> RECORD EXCERPTS
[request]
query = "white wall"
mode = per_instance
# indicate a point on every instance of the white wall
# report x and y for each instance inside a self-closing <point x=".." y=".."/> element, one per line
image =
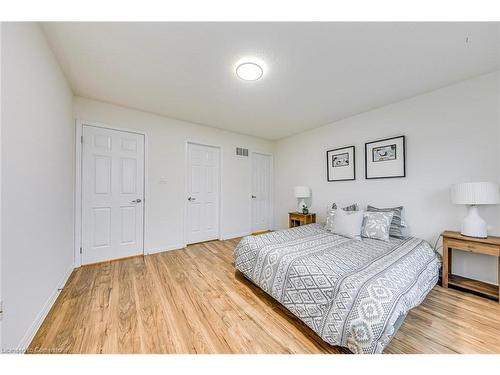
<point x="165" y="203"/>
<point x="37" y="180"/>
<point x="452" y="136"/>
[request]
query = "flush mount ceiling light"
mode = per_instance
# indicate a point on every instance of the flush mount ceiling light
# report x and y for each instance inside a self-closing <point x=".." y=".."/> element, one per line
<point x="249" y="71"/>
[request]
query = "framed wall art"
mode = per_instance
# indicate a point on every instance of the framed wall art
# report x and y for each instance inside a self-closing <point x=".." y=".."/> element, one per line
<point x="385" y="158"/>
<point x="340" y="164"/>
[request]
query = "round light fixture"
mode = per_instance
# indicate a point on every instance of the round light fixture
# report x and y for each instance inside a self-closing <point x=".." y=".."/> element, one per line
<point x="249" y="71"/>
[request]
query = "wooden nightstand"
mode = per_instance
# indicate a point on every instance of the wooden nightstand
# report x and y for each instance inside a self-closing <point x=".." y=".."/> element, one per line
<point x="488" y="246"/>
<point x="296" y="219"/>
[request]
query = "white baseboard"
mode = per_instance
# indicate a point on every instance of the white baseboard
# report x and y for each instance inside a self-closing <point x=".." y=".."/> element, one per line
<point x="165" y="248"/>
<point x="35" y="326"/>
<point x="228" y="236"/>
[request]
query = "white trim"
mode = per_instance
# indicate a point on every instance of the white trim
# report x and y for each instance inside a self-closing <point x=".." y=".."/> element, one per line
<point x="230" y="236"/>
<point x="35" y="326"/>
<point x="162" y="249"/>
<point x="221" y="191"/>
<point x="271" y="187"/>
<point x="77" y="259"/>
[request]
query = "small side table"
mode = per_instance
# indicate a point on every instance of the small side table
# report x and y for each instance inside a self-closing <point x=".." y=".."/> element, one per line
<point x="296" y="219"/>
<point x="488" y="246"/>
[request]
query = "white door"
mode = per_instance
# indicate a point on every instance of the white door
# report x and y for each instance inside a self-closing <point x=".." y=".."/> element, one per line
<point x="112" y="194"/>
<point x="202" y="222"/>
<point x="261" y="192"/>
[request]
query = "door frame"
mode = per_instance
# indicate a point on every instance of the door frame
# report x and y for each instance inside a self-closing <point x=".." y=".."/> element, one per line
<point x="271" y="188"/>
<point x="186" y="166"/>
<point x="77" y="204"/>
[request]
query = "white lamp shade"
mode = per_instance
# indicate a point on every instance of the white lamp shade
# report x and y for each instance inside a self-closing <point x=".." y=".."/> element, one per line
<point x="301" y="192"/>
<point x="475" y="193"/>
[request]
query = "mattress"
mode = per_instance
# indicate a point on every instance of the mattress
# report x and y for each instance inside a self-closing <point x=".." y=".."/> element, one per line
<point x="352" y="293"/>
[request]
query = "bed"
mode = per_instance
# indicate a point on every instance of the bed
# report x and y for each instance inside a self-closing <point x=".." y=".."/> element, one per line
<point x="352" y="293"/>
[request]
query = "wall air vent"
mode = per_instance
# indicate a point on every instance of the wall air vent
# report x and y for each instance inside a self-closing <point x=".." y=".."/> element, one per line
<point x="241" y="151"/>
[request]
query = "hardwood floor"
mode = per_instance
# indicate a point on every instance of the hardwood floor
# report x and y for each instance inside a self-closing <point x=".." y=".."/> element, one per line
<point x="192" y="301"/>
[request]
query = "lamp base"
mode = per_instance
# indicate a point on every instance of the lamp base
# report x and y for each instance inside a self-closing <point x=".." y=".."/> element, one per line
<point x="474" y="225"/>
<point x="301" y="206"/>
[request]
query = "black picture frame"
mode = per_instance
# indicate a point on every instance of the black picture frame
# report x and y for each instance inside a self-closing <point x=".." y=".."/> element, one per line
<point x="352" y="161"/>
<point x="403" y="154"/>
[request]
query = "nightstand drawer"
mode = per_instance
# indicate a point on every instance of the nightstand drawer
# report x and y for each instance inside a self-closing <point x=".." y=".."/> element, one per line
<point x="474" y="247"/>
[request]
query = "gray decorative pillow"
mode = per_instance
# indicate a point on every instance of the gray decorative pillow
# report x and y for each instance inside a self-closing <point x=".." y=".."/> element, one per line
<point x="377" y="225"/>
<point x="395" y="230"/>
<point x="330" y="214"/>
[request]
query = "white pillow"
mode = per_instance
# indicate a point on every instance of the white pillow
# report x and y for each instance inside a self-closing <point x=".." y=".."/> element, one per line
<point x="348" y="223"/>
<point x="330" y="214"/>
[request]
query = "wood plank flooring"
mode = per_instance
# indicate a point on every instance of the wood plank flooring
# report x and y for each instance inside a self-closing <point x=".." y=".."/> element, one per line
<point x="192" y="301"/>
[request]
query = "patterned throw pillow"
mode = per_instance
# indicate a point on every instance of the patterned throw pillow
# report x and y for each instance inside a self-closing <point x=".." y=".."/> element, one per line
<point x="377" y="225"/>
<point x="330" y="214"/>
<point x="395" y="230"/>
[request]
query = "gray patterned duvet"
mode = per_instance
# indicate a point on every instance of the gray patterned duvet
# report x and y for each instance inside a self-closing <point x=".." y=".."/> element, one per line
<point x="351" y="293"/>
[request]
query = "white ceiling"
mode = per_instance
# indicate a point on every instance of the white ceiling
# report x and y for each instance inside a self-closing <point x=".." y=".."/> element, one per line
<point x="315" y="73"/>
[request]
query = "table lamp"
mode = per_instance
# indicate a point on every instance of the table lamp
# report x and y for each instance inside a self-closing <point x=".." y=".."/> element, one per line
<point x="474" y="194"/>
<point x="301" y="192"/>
--
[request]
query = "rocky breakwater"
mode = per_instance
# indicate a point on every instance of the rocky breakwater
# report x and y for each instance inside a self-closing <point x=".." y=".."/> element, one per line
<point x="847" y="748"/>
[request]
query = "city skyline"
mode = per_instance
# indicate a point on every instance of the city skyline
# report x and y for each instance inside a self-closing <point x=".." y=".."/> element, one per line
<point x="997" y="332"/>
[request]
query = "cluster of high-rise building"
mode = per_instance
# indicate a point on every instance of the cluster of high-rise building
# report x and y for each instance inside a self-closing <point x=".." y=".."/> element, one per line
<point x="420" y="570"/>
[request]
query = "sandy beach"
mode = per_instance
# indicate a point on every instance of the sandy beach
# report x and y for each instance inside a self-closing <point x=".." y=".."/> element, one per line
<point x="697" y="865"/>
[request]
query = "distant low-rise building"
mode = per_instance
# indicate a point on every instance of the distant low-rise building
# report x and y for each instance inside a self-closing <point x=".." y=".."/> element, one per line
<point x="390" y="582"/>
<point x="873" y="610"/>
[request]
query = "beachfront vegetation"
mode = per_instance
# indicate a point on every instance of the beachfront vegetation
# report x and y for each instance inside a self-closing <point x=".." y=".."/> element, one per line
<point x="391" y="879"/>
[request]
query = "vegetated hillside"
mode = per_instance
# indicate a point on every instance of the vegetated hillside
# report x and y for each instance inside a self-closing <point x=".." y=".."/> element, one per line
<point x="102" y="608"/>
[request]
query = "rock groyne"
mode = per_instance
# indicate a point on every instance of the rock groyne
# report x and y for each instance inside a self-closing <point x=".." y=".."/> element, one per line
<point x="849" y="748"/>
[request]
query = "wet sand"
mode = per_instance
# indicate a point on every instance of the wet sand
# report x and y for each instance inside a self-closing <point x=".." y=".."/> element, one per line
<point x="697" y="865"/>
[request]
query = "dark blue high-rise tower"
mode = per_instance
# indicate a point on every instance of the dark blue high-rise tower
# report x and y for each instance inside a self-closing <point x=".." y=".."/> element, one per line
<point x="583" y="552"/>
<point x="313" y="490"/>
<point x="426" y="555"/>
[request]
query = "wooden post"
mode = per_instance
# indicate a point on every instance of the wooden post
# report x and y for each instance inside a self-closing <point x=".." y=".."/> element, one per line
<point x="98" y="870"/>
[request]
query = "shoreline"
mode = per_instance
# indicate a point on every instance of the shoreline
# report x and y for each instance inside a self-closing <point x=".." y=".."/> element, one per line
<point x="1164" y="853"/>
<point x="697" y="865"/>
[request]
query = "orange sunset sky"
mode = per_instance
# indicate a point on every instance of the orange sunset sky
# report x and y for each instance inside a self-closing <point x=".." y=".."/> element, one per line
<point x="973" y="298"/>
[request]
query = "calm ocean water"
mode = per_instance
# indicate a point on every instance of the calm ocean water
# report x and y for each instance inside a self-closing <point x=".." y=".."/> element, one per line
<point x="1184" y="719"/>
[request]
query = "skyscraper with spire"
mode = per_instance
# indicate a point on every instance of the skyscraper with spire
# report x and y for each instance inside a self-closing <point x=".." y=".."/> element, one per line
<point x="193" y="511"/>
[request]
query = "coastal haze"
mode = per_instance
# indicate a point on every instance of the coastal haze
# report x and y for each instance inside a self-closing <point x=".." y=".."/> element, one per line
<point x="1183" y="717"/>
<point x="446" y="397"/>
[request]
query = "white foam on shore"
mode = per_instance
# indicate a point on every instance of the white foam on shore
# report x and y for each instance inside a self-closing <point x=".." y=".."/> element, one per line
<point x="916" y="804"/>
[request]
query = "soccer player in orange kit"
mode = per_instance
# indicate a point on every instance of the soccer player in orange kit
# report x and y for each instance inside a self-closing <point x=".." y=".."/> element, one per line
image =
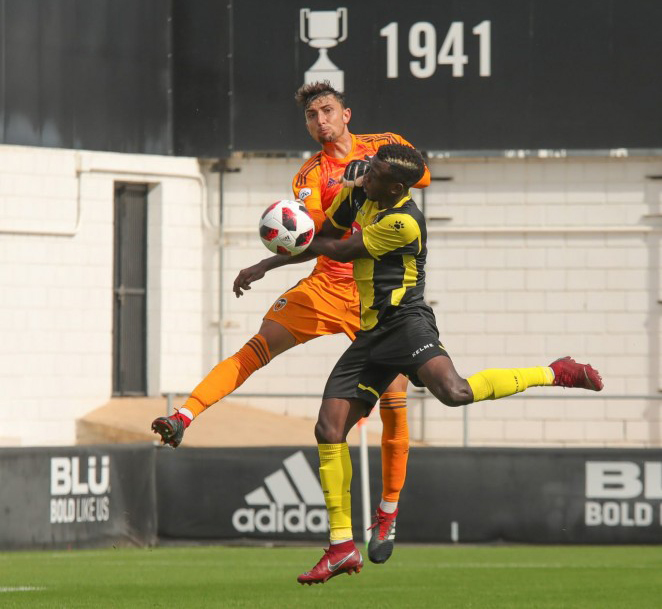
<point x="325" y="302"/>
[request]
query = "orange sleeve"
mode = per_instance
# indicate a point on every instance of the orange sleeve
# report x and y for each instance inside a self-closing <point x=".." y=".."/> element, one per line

> DIRECTIONS FOR THIS TASK
Which lines of the records contain the string "high"? Pick out each one and copy it.

> SOLUTION TO THIS PROBLEM
query = "cluster of high-rise building"
# indicate a point on every instance of the cluster of high-rise building
query = "dark blue high-rise tower"
# indicate a point on every instance of the dark blue high-rise tower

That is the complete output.